Guest post by Giuseppe Solinas, Chief Editor of Elpis Investments, The first AI Crypto-Assets Investment
The outburst of ICOs that has recently flooded the financial landscape, has raised many eyebrows. And rightfully so at times: in the mix we are observing many exploitative and purely speculative attempts at raising funds for projects with no future, that represent only badly assembled attempts, if not scams at all, to raise funds without clarifying objectives, plans, sustainability of the projects. This ICOs are muddying pools at the expenses of investors, or with the complacency of speculators attracted to the possibility of quick, lucrative returns.
In the hands of a FinTech startup an ICO can be a new instrument to fund a project from its early stages, involving the investors in a crowdsale. Such an ICO is not a given, already regulated and established instrument to which the company’s business model has to, and can, adapt. An ICO is quite the opposite: a startup has to choose if launching an ICO is a viable funding method fitting the nature of the project itself.
Consequently, the questions arisen start shifting, toward more organic and comprehensive issues. Starting with what represents an apparently simple evaluation, but that is instead fundamental for both the startup companies and the potential investors. Are those startup’s core businesses, the technologies they are using and developing and the overall services they are committing to offer, just fitting a funding round through an ICO?
The answer here is of the utmost importance. We can easily state that it is not always the case: ICOs are not for every kind of business and they should be carefully evaluated, first and foremost, by this very basic standpoint: an ICO has to be consistent with the company’s project. Otherwise, as we are observing on a daily basis, they become, at best, a solely speculative way to operate from startups that are not here to stay.
A more virtuous approach does nonetheless exist. And it is the one undertaken by those FinTech startups that not only have a solid business model to offer, but have also a broader vision involving both the current financial landscape and its possible future developments. Rather: this is the approach of startups that are attempting to shape a new financial landscape, starting right from the funding model they are choosing.
For this kind of startups, an ICO represents a unique opportunity to be innovative from the very beginning, using a new fundraising instrument such as the Initial Coin Offering. One that can be and should be shaped consistently with their very core businesses and, because of that, a fundraising system that can be effective in helping them gathering the means to bring their projects to life.
ICOs have the chance to challenge the well-established funding methods only if they are consistent with the company’s project, its fundamental features and objectives. Only then, an ICO can be “used” to build a company. Only then a startup can ask the investors to believe in its project.
This brings us to another important question: what does it mean for an ICO to be consistent with a startup’s project? Let’s delve here, to better understand ICOs as innovative fundraising instruments, into the recently launched Elpis Crypto-Equity ICO fundraising.
As a startup company that has just launched an ICO, our answer is: yes, the ICO represents for us at Elpis a consistent funding instrument, innovative and effective. When we at Elpis thought about a Crypto-Equity ICO as a viable method to bring funds to our project, we had to identify and define the features to make our ICO consistent with our core business, and to bypass some of the many criticalities and issues that have emerged in the ICOs recent history.
Elpis is offering a “token” backed by company’s equity: we will be able to offer the investors a direct interest in our company, creating value and increasing the value of the coin itself. The ICO thus is not simply and yet another way to fund the project, but it involves and contributes in defining our business model as well.

[A series of records]
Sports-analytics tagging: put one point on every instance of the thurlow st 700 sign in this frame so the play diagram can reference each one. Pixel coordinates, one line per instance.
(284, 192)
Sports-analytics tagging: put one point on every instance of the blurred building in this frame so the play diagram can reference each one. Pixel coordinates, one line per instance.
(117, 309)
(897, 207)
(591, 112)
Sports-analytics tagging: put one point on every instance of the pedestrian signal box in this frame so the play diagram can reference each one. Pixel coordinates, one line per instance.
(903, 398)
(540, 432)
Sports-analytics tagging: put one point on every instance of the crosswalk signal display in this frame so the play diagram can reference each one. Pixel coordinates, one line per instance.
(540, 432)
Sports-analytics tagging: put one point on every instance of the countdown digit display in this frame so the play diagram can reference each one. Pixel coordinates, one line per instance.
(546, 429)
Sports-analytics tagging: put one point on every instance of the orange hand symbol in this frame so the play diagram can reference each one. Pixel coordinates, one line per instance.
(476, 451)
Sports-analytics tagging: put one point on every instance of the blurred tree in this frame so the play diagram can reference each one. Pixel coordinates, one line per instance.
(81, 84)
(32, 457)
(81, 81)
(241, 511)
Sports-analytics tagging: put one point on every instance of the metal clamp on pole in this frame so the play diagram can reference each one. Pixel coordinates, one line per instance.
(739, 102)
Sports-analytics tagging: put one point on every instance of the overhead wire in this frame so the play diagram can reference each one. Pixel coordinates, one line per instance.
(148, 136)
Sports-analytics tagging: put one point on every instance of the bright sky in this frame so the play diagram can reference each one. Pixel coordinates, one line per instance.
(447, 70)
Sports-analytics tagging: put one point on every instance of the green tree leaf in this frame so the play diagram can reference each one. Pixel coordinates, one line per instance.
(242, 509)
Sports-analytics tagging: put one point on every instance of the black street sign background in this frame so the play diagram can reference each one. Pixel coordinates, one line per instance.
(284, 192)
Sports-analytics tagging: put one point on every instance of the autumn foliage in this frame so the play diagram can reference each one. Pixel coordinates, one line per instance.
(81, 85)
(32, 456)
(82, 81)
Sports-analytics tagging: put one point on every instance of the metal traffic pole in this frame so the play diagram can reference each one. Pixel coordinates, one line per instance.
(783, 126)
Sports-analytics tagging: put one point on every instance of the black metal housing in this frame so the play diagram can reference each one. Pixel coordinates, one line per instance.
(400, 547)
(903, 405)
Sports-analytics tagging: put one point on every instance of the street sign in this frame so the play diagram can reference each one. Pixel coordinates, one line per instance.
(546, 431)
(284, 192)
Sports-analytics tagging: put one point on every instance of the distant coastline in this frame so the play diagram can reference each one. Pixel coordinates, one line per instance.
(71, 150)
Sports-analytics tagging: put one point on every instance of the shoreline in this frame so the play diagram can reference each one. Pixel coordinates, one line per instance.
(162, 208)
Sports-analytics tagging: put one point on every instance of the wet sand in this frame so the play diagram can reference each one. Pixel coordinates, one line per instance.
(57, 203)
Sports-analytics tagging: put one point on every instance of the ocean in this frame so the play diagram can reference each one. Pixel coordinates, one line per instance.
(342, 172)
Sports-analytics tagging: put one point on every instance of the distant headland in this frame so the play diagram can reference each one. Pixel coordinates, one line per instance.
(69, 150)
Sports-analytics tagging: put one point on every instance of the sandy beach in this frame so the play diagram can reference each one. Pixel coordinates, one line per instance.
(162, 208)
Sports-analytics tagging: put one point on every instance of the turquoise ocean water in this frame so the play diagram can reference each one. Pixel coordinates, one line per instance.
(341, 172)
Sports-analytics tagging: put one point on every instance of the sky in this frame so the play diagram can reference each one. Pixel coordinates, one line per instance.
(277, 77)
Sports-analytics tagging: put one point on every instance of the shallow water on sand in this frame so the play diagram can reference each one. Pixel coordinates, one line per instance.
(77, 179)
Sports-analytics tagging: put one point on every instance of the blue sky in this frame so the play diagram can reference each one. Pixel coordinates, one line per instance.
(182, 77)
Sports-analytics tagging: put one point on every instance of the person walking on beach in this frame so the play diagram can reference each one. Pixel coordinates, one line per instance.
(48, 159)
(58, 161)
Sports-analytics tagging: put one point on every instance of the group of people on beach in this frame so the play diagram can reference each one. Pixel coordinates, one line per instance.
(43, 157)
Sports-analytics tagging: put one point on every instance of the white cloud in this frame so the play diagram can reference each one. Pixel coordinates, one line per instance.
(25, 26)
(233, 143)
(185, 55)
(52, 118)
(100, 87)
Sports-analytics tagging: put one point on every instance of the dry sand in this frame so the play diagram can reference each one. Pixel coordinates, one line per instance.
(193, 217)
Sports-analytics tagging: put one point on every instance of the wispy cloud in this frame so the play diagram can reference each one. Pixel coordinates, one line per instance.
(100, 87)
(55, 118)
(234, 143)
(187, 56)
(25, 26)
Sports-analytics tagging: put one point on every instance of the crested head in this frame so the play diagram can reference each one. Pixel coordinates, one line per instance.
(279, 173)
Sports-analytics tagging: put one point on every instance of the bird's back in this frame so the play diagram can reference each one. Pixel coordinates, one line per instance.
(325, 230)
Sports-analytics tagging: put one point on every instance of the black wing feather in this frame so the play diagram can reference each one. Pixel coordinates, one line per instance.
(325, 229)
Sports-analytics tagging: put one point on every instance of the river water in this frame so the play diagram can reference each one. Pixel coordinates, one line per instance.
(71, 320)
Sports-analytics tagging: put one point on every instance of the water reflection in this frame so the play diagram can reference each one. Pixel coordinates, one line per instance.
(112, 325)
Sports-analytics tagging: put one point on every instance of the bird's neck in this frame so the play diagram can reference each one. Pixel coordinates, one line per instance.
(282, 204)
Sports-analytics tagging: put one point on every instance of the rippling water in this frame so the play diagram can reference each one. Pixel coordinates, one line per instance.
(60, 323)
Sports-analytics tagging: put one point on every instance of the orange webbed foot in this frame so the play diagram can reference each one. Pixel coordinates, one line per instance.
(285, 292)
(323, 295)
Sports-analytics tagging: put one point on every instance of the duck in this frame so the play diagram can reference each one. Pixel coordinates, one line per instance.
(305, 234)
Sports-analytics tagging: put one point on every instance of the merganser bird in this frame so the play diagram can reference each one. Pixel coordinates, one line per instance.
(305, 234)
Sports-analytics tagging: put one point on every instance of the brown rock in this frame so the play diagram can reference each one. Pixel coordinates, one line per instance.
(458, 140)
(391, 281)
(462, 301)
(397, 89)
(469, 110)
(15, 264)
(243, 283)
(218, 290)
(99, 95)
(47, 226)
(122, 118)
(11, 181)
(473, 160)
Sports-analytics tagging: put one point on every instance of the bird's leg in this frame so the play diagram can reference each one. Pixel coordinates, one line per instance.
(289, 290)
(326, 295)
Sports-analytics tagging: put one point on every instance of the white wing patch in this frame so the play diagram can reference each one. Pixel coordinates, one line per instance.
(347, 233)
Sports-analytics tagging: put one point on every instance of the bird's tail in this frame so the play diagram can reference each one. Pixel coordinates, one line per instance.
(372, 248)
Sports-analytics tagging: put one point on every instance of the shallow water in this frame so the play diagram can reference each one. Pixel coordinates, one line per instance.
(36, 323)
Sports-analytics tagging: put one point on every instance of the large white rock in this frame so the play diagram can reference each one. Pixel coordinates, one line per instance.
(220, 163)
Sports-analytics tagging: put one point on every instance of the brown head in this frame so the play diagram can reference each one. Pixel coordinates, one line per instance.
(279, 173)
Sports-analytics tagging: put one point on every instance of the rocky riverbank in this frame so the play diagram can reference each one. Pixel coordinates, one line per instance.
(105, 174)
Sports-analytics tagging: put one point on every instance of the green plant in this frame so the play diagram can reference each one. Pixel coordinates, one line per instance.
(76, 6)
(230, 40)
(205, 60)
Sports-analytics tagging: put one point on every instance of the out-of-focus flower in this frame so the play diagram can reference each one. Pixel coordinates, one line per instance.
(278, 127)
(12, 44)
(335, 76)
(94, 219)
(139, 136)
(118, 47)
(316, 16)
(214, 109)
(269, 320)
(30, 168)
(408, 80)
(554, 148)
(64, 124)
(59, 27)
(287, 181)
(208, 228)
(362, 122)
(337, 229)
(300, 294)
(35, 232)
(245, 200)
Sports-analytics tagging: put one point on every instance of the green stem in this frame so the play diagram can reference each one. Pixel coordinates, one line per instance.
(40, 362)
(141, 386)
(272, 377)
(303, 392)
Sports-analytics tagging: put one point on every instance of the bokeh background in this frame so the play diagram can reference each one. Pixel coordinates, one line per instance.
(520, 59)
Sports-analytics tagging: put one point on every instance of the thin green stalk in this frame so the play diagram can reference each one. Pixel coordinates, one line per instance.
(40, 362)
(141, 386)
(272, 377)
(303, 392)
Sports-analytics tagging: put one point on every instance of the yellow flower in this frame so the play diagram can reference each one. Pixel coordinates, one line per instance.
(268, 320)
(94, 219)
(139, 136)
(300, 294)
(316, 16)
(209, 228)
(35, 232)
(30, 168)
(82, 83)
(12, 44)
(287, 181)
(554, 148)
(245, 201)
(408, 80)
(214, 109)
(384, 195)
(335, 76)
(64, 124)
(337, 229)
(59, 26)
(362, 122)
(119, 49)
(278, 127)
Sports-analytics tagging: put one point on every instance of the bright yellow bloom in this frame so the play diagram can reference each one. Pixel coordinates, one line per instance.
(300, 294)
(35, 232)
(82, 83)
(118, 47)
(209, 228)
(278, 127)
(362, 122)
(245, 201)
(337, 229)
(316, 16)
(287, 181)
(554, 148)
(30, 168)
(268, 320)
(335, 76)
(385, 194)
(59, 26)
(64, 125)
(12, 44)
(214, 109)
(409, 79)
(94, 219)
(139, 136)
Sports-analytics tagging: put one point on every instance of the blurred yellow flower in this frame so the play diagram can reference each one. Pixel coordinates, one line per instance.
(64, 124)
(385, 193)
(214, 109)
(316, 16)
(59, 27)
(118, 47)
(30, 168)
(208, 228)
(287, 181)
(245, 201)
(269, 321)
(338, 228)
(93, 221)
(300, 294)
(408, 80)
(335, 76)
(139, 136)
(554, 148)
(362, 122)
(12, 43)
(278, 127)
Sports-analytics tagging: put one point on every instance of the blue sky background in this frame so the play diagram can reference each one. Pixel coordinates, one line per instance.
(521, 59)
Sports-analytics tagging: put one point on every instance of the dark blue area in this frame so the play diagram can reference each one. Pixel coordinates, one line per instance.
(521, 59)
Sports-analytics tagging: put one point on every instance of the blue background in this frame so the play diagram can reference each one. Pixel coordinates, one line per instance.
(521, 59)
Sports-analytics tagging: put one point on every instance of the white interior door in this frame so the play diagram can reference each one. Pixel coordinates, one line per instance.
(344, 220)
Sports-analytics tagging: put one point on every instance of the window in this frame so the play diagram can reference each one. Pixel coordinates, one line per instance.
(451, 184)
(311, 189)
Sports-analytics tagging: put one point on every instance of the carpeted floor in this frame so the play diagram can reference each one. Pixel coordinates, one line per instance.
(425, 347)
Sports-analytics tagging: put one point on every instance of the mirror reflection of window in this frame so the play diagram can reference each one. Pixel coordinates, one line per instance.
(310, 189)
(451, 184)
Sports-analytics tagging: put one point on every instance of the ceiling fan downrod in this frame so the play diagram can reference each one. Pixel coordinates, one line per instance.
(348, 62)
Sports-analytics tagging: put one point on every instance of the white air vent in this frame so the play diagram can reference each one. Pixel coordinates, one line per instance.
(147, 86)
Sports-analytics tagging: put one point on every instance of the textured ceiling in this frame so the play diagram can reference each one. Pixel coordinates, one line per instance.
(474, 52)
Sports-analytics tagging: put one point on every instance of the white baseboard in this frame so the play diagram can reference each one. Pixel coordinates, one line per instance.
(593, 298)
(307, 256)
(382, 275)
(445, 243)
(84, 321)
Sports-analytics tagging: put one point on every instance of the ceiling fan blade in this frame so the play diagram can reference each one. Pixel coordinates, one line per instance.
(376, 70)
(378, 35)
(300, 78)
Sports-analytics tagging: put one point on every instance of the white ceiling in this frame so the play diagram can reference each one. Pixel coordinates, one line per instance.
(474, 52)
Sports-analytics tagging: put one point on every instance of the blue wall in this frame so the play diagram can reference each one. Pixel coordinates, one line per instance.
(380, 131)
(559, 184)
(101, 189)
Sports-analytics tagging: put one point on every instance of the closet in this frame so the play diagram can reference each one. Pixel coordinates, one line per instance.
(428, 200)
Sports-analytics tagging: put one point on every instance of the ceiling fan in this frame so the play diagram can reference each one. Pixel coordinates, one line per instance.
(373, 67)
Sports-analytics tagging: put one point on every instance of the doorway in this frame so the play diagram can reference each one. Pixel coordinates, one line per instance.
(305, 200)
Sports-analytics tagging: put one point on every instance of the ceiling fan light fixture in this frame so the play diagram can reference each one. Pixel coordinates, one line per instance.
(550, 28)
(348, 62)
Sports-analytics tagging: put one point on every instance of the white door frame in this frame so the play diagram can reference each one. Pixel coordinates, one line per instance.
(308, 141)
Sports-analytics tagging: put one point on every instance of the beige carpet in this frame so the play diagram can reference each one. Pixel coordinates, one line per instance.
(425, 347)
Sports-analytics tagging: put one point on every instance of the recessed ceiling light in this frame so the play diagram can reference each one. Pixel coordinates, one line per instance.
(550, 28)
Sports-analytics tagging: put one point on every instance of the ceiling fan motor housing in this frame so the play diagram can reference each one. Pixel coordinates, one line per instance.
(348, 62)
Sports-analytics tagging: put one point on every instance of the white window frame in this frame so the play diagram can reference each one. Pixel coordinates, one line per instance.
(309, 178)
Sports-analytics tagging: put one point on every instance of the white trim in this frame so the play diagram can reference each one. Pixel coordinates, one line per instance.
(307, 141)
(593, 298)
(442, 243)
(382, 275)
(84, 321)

*WHAT THIS TASK INVOLVES*
Carry on the guest post on ICOs from the point where it stops. These records have no connection to the guest post on ICOs.

*FINAL RESULT*
We are offering the investors an opportunity different from the greatest majority of other ICOs: to invest directly in the company through “tokens” that are equities digitally represented on a distributed ledger. By means of a Board of Directors (BoD) agreement, enabled by the Ethereum smart contract technology, the company agrees to emit tokens backed up by an established amount of shares, that are offered to the market and the investors transparently.
Transparency and clearly-defined procedures are key to differentiate a sustainable ICO, fair for all the parties involved both the company and the investors. The lack of transparency is one of the most critical ICOs’ issues, but again: ICOs are relatively new instruments and their use has to be shaped along the way. Only scammers and speculators don’t take into consideration the transparency of the offers to the investors and the effectiveness of the proposed agreements, as they don’t need them.
Innovative startups like Elpis, with a solid business model, a vision and values like fairness and transparency at the very core of their strategies, on the other hand, are pushing on transparency as one of the keys to create and consolidate a sustainable and trustworthy market. Not only able to compete with the traditional one, but also, in the long run, capable of revolutionising for good the whole investing and financial worlds.
As pointed out by Smith + Crown: “ICOs are a mix between a donation and an investment. Owing to a number of scams in the industry, the community has adopted self-governing best practices and principles with respect to ICOs.” Like in the case of Elpis Crypto Equity ICO: the tokens are baked with a real and accountable value, that could be exchanged in the future for real equity, depending on shareholder eligibility (such as in an IPO).
The nature of the token offered to the market and the investors during the ICO fundraising phase, represents another critical decision for the issuing company. Elpis token itself does not on its own fail the Howey and Reeves tests, since it does not implies voting rights, claim to asset and claim to revenue.
We can argue that a token holder can redeem shares on the basis of the agreement terms. If the token holder should then pass “shareholder” criteria of local jurisdiction, before holding shares, he would be subject to security law. The “redemption” of the tokens (when shares are not yet in existence at company house) can one day be possibly classified as a regulated activity, even if this is not the case at the moment. But, it is impossible right now to exclude this possibility. However, even a “utility” token poses some risks of being regulated either as money, cryptocurrency, and even as a security because of the underlying intention of “investing.”
What sets Crypto Equity apart in general, and Elpis’ model in particular, from the vast majority of other ICOs, lies in the fact that there are real market fundamentals behind the token itself: the investors have the chance to invest in the team, in the potential of Elpis’ product and the market. With the token price following the share price (where the token is emitted and share does not circulate), it should, in theory, reflect that value.
It can certainly be argued that a token defied as such, is close to a derivative, but the underlying still does not exist. In any case, due to these multiple possibilities still only potential, it seems not only safe, but extremely important here for the transparency of the ICO’s offer, to treat the token as a security, and therefore KYC and AML requirements should be in place: Elpis has already adopted this practices, another way to make our ICO both effective for us and safe and transparent for the investors.
Summarising: Elpis “tokens” will be backed up by a decided upon amount of shares. The process will be transparent as our partner CapchainX will handle the destruction of the tokens and the exchange with company’s shares on request of the investors, ensuring the BoD agreement effectiveness, proceeding with the token emission, overseeing and guaranteeing the safety and real-time effectiveness of the overall process.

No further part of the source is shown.